**Source:**
-- -- --
CHEF JOHN'S PEACH MELBA



Chef John's Peach Melba image

Peach Melba was created for Victorian era opera star Nellie Melba by the greatest chef of the time, Auguste Escoffier, who also named some thin, crispy toasts in her honor years later.

Provided by Chef John

Categories     Desserts     Fruit Dessert Recipes     Raspberry Dessert Recipes

Time 4h30m

Yield 6

Number Of Ingredients 12

3 cups fresh or frozen raspberries
⅓ cup white sugar
1 tablespoon lemon juice
1 tablespoon water
⅛ teaspoon balsamic vinegar
2 cups white sugar
2 cups water
2 tablespoons lemon juice
1 vanilla bean, split lengthwise
3 peaches, halved and pitted
6 scoops vanilla ice cream
¼ cup sliced almonds

Steps:

  • Combine raspberries, 1/3 cup sugar, 1 tablespoon lemon juice, water, and balsamic vinegar in a saucepan over medium heat. Bring to a simmer and cook until sugar dissolves and berries collapse, 2 to 3 minutes. Remove from heat and strain into a bowl. Cool to room temperature, cover and refrigerate until thoroughly chilled.
-- -- --
**Data provided:**

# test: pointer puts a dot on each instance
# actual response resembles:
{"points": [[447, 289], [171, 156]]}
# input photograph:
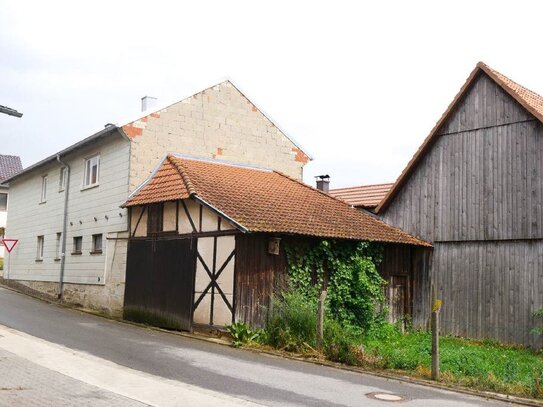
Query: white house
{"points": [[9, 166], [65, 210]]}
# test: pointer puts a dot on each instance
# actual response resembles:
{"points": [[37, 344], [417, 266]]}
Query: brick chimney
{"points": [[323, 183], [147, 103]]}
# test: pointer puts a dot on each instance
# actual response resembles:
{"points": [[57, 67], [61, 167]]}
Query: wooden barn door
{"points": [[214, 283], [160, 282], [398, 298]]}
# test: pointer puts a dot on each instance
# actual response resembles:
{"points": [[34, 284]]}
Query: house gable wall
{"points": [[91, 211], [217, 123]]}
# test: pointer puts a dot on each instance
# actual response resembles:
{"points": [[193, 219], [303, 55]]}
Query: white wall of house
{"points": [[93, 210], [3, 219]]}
-- -- --
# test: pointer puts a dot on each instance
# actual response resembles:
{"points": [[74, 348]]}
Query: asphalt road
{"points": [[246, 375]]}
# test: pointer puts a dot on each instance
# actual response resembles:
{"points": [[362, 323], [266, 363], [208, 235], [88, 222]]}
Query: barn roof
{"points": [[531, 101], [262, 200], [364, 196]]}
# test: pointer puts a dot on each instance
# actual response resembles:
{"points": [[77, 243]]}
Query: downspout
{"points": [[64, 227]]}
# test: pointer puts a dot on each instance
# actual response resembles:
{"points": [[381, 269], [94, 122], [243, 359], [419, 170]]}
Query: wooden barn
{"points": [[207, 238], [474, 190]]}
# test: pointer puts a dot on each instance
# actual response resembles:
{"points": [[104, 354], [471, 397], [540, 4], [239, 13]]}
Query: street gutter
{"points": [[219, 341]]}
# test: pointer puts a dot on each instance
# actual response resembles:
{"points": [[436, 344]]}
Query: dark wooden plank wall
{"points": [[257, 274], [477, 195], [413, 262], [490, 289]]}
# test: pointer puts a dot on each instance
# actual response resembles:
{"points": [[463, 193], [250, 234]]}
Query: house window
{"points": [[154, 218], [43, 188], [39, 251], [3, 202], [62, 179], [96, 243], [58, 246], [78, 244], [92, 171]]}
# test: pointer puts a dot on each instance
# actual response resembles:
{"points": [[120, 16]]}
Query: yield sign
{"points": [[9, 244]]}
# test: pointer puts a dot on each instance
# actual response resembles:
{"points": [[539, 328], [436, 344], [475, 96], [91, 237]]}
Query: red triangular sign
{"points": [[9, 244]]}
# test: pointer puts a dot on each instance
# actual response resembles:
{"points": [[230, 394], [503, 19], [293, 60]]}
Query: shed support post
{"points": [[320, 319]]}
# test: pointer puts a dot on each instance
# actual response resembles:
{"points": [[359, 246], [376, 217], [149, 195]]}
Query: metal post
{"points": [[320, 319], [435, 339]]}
-- -- --
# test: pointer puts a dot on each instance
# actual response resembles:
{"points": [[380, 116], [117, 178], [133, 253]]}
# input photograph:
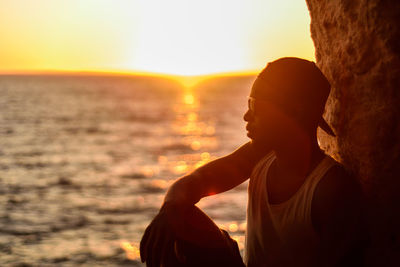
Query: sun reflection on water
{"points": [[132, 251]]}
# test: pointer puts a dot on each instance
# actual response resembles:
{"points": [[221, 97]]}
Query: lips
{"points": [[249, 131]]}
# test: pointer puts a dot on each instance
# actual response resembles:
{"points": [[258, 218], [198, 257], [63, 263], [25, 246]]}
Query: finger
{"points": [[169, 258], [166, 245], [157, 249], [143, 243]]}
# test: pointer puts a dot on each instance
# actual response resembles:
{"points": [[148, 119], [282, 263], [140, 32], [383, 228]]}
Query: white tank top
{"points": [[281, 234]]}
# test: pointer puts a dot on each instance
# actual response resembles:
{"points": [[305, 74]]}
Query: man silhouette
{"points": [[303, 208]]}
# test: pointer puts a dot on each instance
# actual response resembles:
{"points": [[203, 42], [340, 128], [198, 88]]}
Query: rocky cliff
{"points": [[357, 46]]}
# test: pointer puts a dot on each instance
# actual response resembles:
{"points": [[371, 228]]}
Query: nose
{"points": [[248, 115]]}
-- -- --
**Exercise aim:**
Copy the peach melba recipe from "Chef John's Peach Melba image" to "honor years later.", swapping "opera star" for "opera singer".

**Task response:**
Chef John's Peach Melba image

Peach Melba was created for Victorian era opera singer Nellie Melba by the greatest chef of the time, Auguste Escoffier, who also named some thin, crispy toasts in her honor years later.